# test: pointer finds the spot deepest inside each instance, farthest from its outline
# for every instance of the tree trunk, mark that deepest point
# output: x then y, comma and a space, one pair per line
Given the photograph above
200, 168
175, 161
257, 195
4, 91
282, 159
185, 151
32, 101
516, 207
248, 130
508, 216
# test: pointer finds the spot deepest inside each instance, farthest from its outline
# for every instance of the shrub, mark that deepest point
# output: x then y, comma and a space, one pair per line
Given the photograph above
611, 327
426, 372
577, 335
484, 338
==
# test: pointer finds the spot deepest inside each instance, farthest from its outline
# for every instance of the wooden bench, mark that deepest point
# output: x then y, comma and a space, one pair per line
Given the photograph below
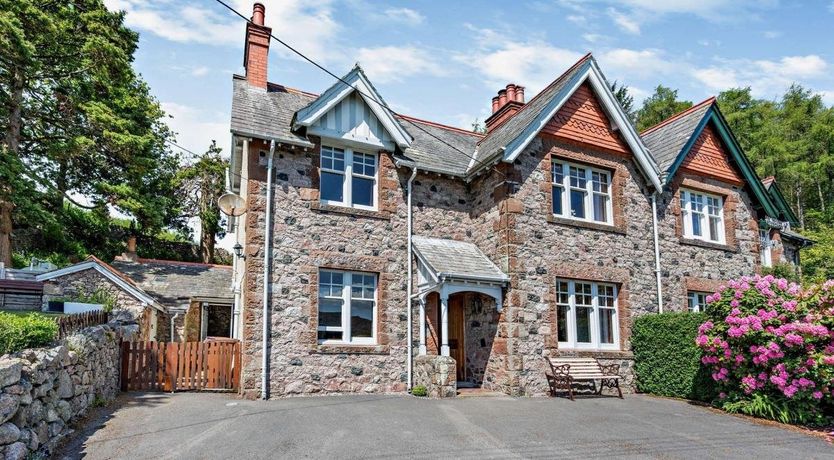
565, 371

● DIRECTION
Pick out each line of the listing that includes the string "mark".

● THE REPLY
# for every instance of the tree trunk, mark that deepest point
# for every instance of the shrub, mark that deepest point
# for every instance of the wooden bench, mark that deepest point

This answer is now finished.